Written instruction. Your task is to transcribe all of the data below exactly, omitting the images.

Task input.
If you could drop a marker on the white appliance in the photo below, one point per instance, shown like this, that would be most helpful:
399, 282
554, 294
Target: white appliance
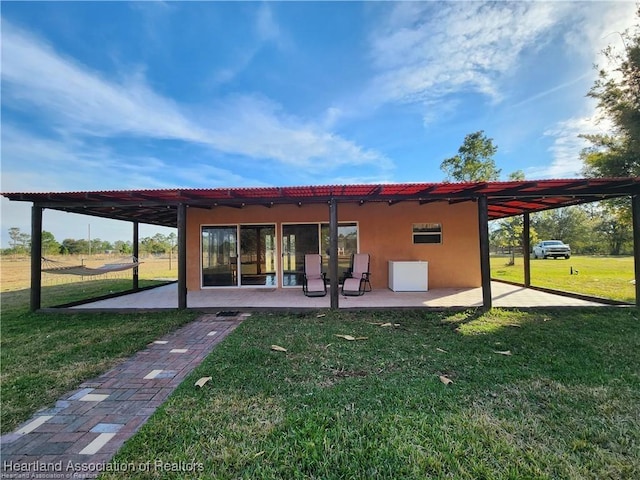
409, 276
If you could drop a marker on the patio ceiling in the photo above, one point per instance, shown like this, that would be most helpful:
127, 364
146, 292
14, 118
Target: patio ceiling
505, 199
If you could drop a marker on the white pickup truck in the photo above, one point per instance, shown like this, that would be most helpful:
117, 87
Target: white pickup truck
551, 248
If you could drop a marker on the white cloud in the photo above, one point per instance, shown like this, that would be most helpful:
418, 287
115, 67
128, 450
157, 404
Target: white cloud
36, 164
566, 147
425, 51
80, 103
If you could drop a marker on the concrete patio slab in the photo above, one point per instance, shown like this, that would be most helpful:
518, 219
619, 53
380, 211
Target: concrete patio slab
504, 295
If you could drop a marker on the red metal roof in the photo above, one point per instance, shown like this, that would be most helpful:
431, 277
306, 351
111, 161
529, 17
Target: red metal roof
158, 207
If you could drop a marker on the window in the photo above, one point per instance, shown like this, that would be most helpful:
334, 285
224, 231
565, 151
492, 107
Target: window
427, 233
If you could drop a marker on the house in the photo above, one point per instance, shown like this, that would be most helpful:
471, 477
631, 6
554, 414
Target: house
257, 237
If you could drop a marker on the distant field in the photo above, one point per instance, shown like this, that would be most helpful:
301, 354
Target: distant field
59, 289
608, 277
600, 276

Written response.
If you could drop a marker on the white appliance in the photo below, one point per instance, shown like this, that would be most helpful:
399, 282
554, 294
Target: white appliance
409, 276
If you could drop a marker on the patio ceiling in the photo above, one point per instance, shown like this, that would be most helpful:
127, 364
146, 292
14, 118
Target: patio ceiling
505, 199
If you could drop a marker on the white pickup truck in the photo above, one point per instance, shown like this, that would be most helpful:
117, 87
Target: white pickup truck
551, 248
If you could drop a marker on the white cloud in the photo above, one point per instance, shown like this, that would be most helpful:
418, 287
115, 67
128, 450
157, 404
Target: white cloud
36, 164
566, 147
425, 51
80, 103
If you could drop a marker on the concrete patio slab in the photo above, one point per instance, shown like this, that would be most helpful:
518, 219
619, 53
380, 211
Target: concrete patio slab
504, 295
If you could drop a marker on the red metal roof in the photo above, one point per instance, shown like this, that would be most helpful:
431, 277
306, 351
111, 161
529, 17
Target: red metal roof
158, 207
If you could drop a marker on the window in the photo above, one point per instance, shown like this, that would be most helpful:
334, 285
224, 231
565, 151
492, 107
Target: window
427, 233
If you could drop a marker on the house in the photo above, one point per instance, shown like this, that would be most helpful:
471, 477
631, 6
554, 414
Target: house
257, 237
If you could drop a marker on the distant field in the photo above, one point per instance, shown like this, that would be most helpful:
301, 354
Target: distant field
59, 289
608, 277
600, 276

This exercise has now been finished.